EXERCISE DIRECTIONS -> Please replace "pixel-corner annotations" with "bounding-box annotations" in the stretch from the line containing "Dataset curation — the target class is window with" through the line containing "680, 274, 745, 354", leaving everything else in those lines unchanged.

Start DATASET CONTENT

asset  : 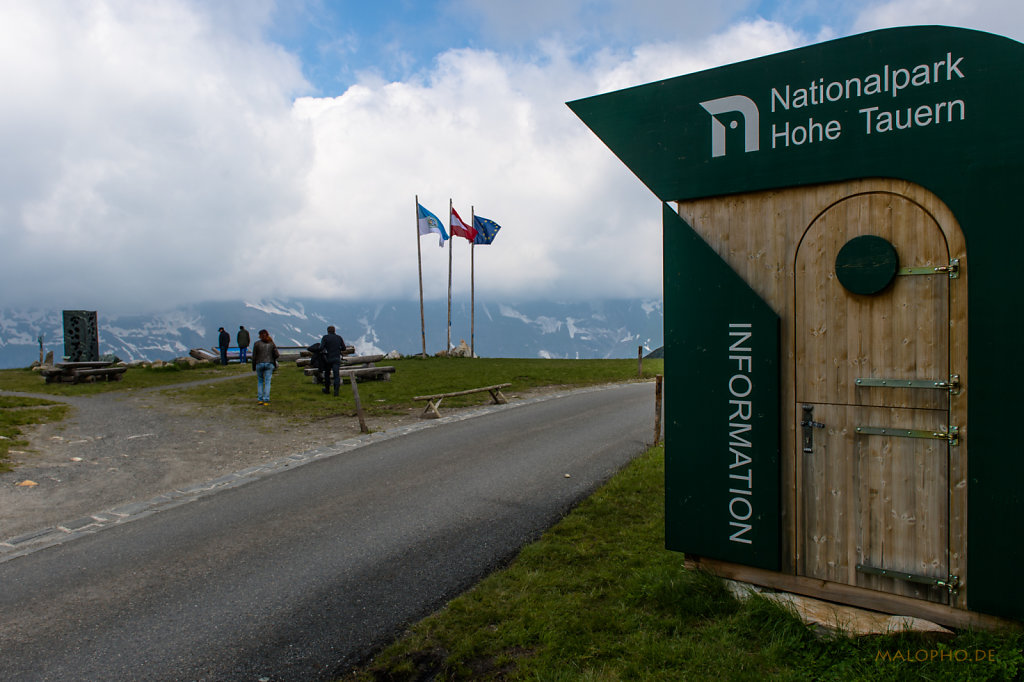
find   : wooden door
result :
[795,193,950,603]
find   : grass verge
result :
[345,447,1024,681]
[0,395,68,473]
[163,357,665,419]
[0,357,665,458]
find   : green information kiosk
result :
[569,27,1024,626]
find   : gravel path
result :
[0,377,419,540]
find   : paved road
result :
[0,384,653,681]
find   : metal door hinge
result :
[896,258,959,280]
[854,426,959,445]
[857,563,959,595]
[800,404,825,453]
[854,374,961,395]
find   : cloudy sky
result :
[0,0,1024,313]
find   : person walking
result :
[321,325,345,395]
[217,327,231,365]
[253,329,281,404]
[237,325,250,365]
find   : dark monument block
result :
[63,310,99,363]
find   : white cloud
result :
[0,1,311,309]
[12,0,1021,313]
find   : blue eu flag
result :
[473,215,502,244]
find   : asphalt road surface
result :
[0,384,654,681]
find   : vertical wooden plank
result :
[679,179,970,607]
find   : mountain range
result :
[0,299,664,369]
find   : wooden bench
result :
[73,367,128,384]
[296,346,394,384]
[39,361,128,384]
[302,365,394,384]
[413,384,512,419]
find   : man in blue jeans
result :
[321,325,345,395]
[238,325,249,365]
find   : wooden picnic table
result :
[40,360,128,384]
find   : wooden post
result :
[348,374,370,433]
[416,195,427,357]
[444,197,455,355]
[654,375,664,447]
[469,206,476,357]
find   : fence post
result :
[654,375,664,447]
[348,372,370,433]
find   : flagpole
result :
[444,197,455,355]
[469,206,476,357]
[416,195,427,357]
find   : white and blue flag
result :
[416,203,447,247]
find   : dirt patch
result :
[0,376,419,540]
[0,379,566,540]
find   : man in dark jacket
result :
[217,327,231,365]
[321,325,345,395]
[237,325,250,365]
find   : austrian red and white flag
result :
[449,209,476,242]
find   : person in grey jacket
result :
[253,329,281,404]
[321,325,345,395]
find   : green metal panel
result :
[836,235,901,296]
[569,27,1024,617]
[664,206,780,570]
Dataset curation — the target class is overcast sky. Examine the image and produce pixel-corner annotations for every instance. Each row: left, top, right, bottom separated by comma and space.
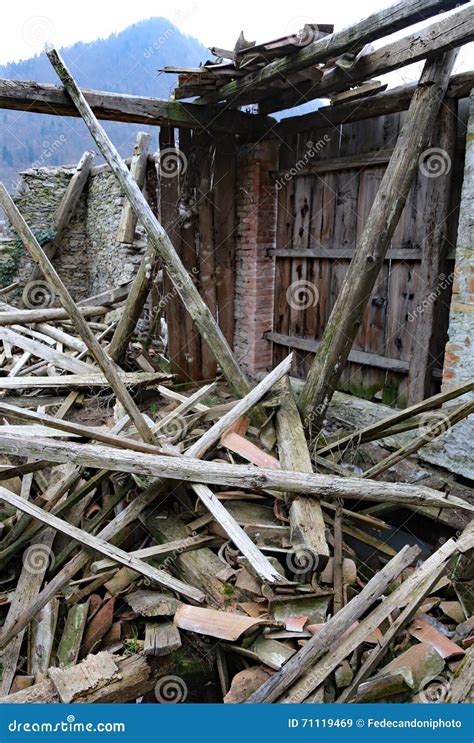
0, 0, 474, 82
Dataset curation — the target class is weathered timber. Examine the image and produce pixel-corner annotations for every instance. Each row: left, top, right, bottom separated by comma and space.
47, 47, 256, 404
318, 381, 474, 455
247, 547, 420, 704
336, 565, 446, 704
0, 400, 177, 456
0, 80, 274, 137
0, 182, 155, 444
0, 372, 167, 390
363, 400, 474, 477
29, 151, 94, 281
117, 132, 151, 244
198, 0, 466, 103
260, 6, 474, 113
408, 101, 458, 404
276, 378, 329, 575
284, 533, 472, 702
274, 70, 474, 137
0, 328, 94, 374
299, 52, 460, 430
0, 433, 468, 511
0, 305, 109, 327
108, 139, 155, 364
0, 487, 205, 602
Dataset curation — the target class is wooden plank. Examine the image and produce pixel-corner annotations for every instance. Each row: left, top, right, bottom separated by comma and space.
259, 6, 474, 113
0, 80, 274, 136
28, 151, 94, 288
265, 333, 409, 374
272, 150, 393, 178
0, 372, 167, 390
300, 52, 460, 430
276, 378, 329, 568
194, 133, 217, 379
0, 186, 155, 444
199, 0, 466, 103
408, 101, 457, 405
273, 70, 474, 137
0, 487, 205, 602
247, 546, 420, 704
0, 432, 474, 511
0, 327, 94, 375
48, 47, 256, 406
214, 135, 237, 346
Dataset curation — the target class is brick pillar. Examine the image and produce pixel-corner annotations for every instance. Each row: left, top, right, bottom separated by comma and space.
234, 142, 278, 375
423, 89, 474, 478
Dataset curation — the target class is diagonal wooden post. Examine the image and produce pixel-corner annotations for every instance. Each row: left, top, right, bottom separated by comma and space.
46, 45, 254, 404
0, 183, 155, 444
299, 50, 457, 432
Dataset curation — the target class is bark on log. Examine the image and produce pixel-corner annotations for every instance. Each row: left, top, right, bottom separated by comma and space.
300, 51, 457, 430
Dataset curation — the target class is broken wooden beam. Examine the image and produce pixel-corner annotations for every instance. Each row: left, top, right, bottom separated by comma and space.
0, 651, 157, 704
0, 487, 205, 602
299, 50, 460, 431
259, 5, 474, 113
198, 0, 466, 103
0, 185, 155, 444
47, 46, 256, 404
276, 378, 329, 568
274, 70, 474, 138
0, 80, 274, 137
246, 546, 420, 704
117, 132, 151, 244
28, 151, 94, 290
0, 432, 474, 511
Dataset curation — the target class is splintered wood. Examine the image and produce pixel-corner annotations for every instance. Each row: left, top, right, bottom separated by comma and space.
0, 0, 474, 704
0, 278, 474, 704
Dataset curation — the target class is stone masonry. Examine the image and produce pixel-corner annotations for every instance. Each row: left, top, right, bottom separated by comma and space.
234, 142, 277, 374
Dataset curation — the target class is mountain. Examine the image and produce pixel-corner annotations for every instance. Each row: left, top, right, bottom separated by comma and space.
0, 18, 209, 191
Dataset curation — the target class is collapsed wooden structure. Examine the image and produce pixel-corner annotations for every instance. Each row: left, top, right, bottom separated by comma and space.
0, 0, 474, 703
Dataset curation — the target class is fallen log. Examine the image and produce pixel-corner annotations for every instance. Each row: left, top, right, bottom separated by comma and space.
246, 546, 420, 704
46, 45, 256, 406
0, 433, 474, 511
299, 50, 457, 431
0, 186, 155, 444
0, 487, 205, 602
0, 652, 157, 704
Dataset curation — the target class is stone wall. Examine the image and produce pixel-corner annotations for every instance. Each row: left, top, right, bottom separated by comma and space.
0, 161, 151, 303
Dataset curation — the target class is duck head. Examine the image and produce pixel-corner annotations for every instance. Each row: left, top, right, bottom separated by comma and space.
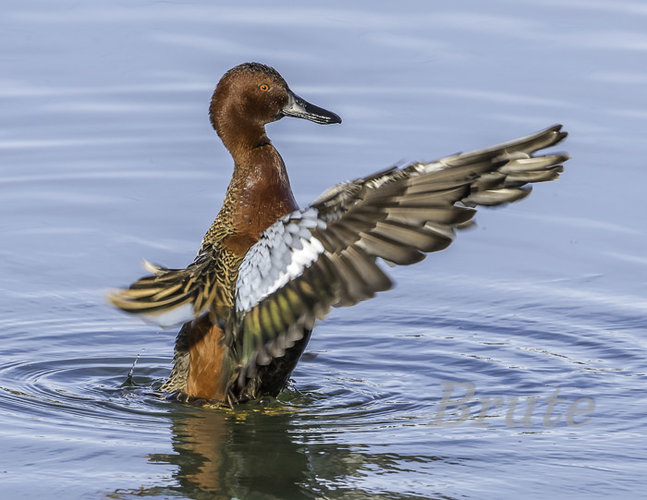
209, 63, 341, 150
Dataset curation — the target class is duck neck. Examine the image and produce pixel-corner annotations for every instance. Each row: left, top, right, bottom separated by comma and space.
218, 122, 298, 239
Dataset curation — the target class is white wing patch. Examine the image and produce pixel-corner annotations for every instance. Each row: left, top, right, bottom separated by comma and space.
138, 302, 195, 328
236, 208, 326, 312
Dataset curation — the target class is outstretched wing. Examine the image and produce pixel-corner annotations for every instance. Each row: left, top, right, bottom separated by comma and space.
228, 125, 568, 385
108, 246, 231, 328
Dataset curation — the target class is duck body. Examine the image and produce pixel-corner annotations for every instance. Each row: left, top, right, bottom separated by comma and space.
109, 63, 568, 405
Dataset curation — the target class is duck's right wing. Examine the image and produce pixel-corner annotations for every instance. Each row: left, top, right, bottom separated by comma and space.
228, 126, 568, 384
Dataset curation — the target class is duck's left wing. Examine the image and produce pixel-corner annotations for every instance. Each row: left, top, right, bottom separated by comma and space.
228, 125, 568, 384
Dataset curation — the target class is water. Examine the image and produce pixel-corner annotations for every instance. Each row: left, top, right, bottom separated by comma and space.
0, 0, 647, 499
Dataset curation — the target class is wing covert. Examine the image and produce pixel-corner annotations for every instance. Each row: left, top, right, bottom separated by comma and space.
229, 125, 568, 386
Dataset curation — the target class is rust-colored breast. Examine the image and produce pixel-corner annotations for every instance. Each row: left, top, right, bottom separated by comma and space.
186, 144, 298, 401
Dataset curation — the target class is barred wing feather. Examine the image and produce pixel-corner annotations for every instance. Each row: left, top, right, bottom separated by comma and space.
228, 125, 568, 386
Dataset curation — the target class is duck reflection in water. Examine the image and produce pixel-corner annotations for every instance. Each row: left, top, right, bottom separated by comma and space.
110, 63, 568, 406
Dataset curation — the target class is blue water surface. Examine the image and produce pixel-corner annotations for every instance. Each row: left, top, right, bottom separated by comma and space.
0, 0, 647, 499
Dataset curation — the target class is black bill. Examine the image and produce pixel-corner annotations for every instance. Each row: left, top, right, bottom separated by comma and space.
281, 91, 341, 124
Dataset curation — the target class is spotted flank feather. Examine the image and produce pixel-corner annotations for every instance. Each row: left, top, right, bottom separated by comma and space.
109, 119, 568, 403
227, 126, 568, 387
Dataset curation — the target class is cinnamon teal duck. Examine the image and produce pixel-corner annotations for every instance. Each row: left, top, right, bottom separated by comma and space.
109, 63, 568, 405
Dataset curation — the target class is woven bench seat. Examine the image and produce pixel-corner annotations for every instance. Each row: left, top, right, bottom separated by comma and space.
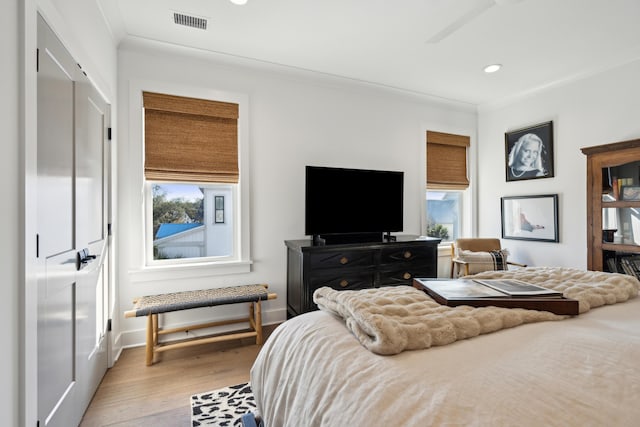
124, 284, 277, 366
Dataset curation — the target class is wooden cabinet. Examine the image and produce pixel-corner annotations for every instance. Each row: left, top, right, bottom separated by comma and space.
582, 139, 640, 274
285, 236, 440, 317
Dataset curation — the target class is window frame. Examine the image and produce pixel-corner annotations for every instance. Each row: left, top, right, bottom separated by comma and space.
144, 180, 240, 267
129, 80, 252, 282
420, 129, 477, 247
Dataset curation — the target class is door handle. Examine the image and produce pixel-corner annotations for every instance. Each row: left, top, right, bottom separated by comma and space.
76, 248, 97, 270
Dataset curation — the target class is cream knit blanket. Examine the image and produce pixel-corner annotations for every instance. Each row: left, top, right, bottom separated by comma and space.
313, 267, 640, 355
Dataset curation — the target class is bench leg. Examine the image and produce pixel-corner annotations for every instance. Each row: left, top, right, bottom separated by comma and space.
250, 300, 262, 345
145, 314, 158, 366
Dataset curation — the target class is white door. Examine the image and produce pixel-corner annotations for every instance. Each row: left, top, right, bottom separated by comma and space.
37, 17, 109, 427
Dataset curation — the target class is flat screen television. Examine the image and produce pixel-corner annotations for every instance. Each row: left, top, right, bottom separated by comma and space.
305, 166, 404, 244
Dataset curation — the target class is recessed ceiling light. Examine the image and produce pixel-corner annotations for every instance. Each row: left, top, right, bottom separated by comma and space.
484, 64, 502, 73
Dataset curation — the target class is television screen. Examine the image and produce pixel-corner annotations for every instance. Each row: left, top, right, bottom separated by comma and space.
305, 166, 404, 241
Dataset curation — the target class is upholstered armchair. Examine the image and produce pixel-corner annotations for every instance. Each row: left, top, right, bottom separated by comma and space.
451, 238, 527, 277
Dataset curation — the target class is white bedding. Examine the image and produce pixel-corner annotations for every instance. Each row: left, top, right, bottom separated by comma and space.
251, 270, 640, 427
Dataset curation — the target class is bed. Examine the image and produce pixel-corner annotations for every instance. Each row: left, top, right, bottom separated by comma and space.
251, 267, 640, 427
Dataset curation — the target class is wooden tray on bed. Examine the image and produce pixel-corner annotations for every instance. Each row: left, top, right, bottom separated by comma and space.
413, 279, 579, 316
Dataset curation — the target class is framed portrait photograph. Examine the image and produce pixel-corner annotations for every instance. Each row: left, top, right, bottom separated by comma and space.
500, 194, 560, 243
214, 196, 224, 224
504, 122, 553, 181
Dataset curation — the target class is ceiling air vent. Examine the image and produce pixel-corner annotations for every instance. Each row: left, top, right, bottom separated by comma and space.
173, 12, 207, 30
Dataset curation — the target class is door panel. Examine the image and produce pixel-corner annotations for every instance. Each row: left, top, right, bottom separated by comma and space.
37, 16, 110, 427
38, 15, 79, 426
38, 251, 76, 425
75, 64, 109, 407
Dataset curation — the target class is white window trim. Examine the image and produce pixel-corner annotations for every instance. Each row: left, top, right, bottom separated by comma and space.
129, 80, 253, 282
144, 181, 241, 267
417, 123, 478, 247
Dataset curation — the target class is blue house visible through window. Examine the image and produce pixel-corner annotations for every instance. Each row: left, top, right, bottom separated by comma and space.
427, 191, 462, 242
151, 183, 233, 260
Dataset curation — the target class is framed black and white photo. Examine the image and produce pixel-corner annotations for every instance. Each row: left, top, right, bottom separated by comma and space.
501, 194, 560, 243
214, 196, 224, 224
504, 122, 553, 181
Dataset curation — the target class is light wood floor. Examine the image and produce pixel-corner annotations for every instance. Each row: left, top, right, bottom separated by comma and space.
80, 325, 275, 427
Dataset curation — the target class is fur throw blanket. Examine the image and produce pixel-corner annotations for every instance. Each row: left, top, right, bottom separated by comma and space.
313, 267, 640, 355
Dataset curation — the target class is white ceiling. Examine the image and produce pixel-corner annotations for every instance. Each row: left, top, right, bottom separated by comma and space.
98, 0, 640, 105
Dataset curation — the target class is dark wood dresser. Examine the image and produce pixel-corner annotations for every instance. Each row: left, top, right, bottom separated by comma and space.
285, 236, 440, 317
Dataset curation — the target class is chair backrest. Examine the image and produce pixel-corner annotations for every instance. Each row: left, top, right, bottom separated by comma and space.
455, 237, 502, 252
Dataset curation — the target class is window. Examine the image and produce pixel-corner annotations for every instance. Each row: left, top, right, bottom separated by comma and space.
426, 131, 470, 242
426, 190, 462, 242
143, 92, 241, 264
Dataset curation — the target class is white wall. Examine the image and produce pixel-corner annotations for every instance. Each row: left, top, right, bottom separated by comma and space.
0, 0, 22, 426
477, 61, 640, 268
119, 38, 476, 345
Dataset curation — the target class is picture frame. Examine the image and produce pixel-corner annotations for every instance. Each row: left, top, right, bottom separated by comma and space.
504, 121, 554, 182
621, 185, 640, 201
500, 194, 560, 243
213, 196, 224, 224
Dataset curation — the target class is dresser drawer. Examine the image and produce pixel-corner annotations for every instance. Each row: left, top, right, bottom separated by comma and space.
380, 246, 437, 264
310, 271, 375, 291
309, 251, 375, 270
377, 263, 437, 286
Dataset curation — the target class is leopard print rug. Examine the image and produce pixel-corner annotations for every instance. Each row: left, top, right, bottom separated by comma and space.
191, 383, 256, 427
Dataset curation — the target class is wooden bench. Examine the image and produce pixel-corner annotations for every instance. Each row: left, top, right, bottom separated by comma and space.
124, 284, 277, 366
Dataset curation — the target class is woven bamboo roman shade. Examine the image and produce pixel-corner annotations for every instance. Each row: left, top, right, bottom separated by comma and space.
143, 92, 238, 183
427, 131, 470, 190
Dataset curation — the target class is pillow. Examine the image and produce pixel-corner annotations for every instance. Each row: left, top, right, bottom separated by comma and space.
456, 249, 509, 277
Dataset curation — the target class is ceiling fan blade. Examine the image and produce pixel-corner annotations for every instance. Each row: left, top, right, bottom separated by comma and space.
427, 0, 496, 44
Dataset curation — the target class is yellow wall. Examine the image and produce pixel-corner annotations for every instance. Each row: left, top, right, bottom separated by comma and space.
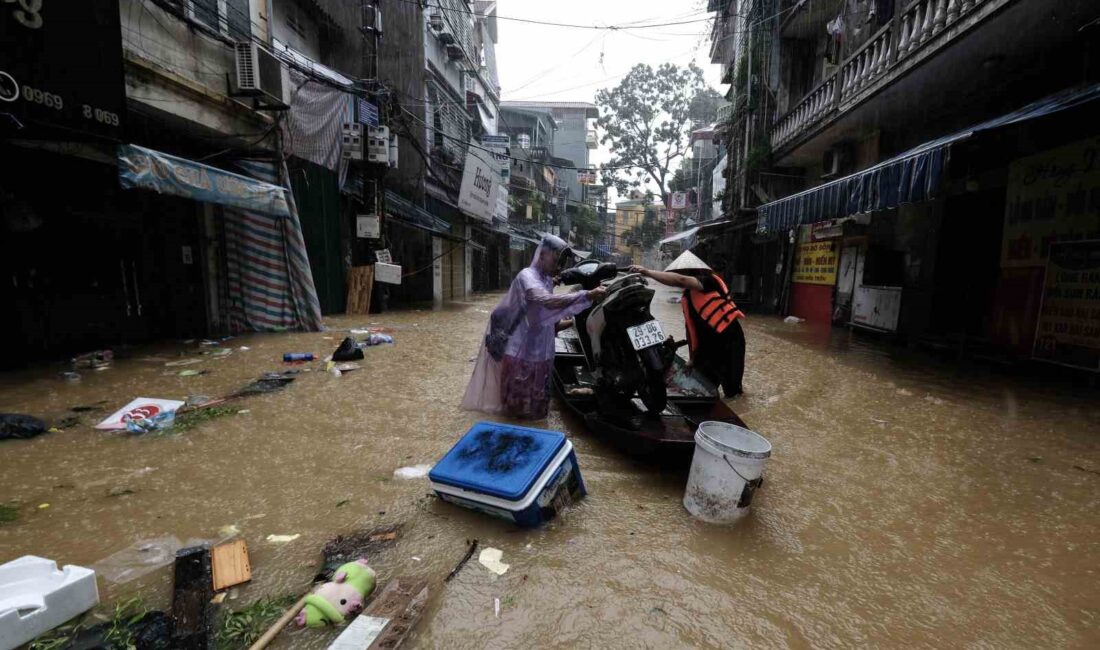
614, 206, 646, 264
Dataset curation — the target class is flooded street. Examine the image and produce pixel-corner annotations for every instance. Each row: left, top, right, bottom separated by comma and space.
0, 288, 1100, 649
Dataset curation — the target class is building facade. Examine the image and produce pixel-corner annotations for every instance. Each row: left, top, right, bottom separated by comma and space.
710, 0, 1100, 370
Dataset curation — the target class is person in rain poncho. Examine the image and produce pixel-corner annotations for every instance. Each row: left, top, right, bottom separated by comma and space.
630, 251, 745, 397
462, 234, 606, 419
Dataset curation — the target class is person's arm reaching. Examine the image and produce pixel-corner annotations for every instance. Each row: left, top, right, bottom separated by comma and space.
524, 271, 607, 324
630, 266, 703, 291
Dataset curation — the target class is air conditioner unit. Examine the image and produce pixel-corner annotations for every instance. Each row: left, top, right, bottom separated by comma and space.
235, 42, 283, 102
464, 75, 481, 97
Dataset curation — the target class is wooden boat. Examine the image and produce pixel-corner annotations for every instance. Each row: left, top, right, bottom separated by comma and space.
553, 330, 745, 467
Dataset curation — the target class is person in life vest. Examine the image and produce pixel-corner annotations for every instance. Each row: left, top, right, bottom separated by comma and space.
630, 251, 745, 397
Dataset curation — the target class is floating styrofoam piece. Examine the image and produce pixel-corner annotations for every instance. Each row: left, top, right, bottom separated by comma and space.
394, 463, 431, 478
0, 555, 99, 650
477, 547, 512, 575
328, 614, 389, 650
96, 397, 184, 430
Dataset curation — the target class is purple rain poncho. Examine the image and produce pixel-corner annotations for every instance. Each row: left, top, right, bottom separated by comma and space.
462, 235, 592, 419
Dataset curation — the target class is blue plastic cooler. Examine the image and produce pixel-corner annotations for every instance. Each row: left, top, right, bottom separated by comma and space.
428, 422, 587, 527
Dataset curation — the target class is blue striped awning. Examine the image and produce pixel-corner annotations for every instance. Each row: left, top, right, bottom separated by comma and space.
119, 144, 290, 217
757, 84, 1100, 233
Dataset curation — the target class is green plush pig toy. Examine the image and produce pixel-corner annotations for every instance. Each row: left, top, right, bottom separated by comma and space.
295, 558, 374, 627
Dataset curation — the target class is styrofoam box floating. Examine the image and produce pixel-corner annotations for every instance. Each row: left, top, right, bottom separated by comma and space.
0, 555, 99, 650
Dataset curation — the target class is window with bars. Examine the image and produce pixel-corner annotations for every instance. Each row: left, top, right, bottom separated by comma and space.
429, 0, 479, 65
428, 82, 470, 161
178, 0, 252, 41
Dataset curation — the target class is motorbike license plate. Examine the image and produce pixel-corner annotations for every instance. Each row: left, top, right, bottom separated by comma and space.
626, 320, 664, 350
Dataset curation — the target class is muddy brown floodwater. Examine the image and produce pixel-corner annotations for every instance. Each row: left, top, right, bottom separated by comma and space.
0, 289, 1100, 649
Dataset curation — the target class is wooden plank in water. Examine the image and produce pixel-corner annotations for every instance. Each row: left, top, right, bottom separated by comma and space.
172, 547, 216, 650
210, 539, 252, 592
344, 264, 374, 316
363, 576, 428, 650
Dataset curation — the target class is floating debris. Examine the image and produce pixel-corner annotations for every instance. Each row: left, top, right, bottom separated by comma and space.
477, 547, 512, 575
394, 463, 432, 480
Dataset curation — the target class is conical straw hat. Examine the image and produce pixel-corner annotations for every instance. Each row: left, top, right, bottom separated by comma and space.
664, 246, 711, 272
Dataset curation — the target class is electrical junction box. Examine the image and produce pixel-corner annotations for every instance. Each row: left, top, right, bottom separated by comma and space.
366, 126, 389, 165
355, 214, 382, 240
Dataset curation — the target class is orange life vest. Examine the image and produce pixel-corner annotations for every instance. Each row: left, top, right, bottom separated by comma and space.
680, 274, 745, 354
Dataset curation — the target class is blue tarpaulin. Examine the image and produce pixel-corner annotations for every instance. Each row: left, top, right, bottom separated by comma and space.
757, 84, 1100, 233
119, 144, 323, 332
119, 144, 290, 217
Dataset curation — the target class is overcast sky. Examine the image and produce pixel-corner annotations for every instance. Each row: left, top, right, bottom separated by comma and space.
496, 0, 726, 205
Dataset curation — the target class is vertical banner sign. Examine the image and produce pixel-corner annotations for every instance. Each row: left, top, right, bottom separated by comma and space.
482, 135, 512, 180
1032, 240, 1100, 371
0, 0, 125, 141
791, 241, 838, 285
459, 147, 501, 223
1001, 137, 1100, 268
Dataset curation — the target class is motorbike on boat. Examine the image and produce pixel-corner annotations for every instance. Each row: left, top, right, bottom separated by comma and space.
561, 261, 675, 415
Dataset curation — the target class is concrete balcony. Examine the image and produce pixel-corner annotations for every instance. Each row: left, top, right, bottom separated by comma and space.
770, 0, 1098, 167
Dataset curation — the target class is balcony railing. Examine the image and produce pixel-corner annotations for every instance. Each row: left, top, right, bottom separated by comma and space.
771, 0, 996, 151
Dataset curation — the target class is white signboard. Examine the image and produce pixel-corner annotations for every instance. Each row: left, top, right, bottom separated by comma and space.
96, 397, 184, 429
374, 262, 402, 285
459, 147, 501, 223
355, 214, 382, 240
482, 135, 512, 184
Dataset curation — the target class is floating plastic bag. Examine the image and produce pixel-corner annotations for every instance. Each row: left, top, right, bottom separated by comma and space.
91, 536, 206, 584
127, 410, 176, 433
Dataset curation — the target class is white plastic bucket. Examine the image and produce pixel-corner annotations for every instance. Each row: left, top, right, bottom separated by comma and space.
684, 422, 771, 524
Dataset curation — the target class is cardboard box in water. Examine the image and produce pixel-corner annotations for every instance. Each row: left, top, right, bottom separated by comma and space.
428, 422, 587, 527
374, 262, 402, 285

End DATASET CONTENT

OUTPUT FOR THIS EXERCISE ->
Dataset curation — the target class is window with bars. Examine the image and produce bounding-box annotations for every instance. Each row: left, top, right, bottom separated by comma and space.
429, 0, 479, 65
428, 82, 470, 161
178, 0, 252, 41
Dataset curation — the target class is motorbike license plate. Examine the image and produce bounding-box annotations for every instance. Each row: left, top, right, bottom separated by comma and space.
626, 320, 664, 350
Dataset curation — the target class is muddy brown floodwater. Examine the image and produce bounding-box annotations for every instance. Each row: left, top, right, bottom separated by comma and space.
0, 289, 1100, 649
Dataset curation — the target class is wooden plank in water. Examine the image and produce bounding-box annotations for every instance. Each row: left, top, right, bottom separated by comma and space.
172, 547, 216, 650
210, 539, 252, 592
344, 264, 374, 316
363, 576, 428, 650
Dataset curation — the target class is floating debris. Examine the image and produce bounding-box annotations for every instance. Each row: left, top, right, bottom separated by comma and space.
477, 547, 512, 575
394, 463, 432, 480
Dataset curation — the target class is conical straw hat. Examine the image and produce bounding-box annotations for every instance. Each row: left, top, right, bottom separated by comma and space.
664, 246, 711, 272
Dataset curation — the target class is electrical junction box. Examine the image and produce bounding-box annotations for every instance. Each row: left, top, right, bottom separated by comma and space.
366, 126, 389, 165
355, 214, 382, 240
Dataset curation — the target class is orange life vest. Examine the image and produce bounding-box annotations for every instance. Each row: left, top, right, bottom separated by comma and space.
680, 274, 745, 354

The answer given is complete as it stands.